====== ENTRIES ======

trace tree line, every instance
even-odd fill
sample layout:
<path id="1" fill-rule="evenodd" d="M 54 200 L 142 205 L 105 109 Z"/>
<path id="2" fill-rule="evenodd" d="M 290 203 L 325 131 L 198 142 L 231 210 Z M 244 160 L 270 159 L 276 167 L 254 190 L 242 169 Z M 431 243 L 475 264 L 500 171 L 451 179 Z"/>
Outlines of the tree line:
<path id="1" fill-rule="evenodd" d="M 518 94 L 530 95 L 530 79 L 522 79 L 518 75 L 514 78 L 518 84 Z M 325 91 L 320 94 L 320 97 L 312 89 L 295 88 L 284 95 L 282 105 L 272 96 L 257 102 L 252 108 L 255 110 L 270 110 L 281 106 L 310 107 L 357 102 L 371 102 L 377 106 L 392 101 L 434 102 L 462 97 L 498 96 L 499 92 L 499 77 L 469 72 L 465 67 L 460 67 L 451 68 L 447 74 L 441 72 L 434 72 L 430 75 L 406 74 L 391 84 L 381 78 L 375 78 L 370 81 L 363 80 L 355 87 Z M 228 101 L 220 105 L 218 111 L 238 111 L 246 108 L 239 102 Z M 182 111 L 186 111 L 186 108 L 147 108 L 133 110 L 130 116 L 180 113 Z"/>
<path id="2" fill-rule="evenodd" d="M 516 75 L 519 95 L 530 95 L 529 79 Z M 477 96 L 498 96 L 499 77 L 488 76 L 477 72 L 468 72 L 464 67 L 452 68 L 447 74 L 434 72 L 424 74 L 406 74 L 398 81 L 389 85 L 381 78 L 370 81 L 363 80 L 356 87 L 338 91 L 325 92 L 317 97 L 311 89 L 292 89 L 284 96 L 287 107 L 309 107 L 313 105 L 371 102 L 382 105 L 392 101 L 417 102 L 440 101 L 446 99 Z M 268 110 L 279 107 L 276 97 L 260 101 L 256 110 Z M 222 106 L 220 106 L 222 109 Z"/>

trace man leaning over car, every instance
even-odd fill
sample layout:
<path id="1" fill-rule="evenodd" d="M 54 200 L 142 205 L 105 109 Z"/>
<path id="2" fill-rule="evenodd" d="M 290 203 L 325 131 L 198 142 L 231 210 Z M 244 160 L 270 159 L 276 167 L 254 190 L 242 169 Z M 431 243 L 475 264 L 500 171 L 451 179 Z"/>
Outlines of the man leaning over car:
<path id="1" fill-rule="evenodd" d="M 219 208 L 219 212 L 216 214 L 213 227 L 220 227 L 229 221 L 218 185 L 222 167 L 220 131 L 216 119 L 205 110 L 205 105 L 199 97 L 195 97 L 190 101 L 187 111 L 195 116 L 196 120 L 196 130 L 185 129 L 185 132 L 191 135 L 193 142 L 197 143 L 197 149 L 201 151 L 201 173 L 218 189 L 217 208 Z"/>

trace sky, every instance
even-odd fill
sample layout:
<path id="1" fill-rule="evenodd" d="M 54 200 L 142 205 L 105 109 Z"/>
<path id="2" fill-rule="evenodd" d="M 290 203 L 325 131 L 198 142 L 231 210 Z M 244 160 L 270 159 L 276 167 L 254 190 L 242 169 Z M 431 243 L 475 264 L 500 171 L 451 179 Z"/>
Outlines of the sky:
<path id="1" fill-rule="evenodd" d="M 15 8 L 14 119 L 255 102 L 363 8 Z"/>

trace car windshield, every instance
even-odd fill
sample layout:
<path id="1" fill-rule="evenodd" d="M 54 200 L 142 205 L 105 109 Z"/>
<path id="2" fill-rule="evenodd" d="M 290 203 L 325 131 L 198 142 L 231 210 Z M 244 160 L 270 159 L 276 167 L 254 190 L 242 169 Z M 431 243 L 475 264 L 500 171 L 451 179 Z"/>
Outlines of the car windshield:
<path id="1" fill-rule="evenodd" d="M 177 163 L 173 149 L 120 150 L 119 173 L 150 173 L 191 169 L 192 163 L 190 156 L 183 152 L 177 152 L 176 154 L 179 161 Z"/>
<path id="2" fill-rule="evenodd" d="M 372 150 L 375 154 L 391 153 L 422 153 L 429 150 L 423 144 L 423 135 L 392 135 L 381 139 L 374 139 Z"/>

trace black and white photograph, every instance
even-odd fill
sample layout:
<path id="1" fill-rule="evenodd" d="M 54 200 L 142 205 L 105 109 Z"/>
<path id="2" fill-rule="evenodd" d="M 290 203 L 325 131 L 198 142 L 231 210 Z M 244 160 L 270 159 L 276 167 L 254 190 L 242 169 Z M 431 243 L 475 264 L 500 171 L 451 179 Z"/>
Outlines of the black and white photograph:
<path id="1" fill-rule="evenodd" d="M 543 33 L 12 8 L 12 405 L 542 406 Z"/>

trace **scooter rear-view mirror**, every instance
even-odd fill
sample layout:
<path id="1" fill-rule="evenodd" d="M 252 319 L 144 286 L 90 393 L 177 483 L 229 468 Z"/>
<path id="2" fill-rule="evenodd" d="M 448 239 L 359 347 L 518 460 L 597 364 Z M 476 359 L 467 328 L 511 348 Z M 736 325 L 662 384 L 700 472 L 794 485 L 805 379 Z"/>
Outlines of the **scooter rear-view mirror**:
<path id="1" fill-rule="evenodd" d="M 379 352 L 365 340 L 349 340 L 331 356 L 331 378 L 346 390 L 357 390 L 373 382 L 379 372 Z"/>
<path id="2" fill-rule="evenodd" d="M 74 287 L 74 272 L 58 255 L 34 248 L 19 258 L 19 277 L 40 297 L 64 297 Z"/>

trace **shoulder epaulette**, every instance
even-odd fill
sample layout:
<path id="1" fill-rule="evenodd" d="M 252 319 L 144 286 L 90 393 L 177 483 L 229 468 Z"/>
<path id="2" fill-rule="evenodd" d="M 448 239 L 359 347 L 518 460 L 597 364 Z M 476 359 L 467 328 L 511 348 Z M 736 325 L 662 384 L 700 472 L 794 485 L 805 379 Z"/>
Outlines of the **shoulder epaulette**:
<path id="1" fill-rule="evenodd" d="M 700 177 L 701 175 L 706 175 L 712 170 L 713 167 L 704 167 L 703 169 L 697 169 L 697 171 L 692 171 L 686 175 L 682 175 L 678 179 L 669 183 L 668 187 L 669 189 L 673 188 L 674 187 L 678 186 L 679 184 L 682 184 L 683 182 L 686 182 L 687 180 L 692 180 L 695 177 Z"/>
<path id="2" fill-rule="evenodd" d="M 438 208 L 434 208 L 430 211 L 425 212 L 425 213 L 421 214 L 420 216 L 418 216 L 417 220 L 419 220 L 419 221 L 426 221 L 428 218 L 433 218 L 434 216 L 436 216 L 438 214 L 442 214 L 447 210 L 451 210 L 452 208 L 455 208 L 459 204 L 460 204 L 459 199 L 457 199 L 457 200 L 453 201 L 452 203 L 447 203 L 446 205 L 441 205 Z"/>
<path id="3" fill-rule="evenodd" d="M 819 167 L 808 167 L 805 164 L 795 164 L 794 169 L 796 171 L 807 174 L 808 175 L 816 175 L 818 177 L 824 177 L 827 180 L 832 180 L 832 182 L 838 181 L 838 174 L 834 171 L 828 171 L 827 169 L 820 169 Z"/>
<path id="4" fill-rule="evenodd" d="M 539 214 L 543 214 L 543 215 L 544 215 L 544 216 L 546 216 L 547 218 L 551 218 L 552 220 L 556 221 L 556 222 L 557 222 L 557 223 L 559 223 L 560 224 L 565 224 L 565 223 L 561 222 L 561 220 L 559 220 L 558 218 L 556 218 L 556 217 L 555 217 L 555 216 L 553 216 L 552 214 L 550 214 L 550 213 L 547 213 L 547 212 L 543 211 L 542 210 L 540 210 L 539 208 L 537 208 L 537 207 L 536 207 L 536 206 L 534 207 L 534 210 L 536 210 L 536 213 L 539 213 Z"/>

======

# TASK PROMPT:
Can you reproduce every line, starting at the one containing "trace car windshield, every instance" and stopping after the one containing "372 150 L 375", with the wording and sample layout left as they are but each coordinate in the answer paths scaled by 0.8 and rounded to a whole number, halves rounded up?

# COMPLETE RESPONSE:
trace car windshield, every instance
even-odd fill
sample layout:
<path id="1" fill-rule="evenodd" d="M 54 200 L 142 205 L 105 109 Z"/>
<path id="2" fill-rule="evenodd" d="M 290 203 L 325 131 L 198 142 L 231 210 Z M 244 160 L 270 159 L 276 167 L 254 190 L 242 169 Z M 431 243 L 475 264 L 500 171 L 451 179 Z"/>
Outlines of the car windshield:
<path id="1" fill-rule="evenodd" d="M 142 130 L 138 119 L 96 120 L 95 138 L 120 138 L 153 135 L 154 130 L 152 125 L 146 122 L 142 122 L 141 123 L 143 129 Z"/>
<path id="2" fill-rule="evenodd" d="M 298 120 L 300 123 L 313 122 L 338 122 L 343 120 L 338 115 L 338 108 L 314 108 L 305 111 L 299 111 Z"/>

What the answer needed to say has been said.